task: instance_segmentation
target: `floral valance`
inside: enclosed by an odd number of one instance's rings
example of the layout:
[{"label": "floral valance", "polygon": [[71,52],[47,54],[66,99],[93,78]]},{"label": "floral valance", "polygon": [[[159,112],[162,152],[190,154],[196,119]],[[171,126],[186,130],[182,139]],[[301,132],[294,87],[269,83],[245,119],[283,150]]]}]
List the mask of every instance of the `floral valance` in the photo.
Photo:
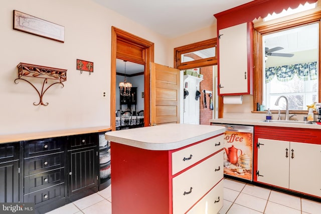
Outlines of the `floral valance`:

__________________________________________________

* Short exercise
Copy out every line of the entries above word for word, omitting the pictures.

* In response
task: instance_segmentation
target: `floral valance`
inside: enclosed by an odd number of one instance's rings
example of the layout:
[{"label": "floral valance", "polygon": [[71,52],[47,54],[66,99],[93,78]]},{"label": "floral valance", "polygon": [[[159,112],[162,152],[190,154],[196,119]],[[171,126],[186,130],[182,139]],[[301,132],[294,87],[269,83],[245,119],[283,150]]]}]
List the mask of every instance of the `floral valance` in the photo.
Photo:
Outlines of the `floral valance`:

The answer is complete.